====== Extracted entries ======
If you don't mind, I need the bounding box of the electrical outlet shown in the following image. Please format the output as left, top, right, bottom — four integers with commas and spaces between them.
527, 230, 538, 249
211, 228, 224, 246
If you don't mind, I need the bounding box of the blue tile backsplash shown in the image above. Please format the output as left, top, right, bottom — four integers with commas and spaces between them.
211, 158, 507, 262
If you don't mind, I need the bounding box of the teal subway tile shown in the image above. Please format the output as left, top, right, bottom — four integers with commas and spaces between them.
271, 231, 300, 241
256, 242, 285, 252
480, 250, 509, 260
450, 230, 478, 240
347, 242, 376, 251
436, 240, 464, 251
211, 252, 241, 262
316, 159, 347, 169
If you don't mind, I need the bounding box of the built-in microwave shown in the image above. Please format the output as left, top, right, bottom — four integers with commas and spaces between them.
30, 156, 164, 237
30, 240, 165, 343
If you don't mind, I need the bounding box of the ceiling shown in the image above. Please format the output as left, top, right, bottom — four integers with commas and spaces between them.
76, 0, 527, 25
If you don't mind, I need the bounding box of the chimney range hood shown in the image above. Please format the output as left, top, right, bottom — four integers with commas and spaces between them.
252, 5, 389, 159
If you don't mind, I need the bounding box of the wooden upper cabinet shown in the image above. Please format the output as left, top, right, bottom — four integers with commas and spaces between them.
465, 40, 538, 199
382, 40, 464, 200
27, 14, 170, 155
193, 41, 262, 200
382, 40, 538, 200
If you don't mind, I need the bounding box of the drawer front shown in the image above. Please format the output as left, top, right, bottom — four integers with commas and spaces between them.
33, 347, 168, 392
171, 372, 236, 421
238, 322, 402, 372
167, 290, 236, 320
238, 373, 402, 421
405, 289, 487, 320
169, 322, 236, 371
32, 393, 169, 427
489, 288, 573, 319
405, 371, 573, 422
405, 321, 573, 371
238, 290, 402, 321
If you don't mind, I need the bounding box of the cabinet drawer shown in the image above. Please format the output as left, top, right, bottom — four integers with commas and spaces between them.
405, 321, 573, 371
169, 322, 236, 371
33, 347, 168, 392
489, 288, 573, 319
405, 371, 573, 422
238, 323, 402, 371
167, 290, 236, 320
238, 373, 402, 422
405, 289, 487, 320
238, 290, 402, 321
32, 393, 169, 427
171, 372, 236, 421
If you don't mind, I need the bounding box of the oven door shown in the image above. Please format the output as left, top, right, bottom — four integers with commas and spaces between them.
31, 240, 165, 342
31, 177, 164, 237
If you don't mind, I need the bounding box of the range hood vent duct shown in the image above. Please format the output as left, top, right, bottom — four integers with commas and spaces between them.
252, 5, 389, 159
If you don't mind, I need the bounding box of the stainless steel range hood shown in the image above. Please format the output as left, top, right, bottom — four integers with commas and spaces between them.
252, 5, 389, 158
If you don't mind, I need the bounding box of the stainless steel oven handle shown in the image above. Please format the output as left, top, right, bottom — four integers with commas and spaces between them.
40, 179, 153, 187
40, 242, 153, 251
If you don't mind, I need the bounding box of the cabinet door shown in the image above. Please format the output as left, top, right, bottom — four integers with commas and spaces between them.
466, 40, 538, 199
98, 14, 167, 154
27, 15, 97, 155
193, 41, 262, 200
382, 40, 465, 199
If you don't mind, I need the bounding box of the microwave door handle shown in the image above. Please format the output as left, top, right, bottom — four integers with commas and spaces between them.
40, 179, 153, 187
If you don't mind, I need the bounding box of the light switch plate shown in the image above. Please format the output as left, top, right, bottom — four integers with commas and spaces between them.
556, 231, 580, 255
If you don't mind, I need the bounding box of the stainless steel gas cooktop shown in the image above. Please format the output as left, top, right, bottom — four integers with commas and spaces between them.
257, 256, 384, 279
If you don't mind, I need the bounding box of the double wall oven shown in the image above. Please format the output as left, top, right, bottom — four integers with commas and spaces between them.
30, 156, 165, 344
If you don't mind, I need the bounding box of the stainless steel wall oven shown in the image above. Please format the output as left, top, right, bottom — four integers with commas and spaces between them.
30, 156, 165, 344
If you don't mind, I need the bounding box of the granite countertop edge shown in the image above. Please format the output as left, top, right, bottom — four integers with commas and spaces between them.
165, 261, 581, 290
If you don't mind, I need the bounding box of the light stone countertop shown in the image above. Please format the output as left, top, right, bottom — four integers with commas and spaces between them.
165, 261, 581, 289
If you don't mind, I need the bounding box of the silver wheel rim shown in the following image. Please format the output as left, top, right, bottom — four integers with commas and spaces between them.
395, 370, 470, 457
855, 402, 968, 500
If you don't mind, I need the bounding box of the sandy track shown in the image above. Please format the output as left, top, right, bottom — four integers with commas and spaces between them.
======
Duplicate the records without changing anything, starting at the very beginning and ending at the line containing "316, 159, 347, 169".

## Exercise answer
If you don't mind, I need the bounding box of the electrical outlet shown in the following image. Please format the output as left, top, right, bottom — four integers with commas and spaces between them.
527, 230, 538, 249
211, 228, 224, 246
If you don't mind, I need the bounding box of the blue tile backsplash shown in the image above. Please format the output as left, top, right, bottom — four integers with commas and spaces between them.
211, 158, 507, 262
If you don't mind, I need the bounding box of the teal subway tile shown in the image above. Please format the output as left, top, right, bottom — four integers with commas and spaces between them.
271, 231, 300, 241
256, 242, 285, 252
480, 250, 509, 260
450, 230, 478, 240
347, 242, 376, 251
436, 240, 464, 251
211, 252, 241, 262
316, 159, 347, 169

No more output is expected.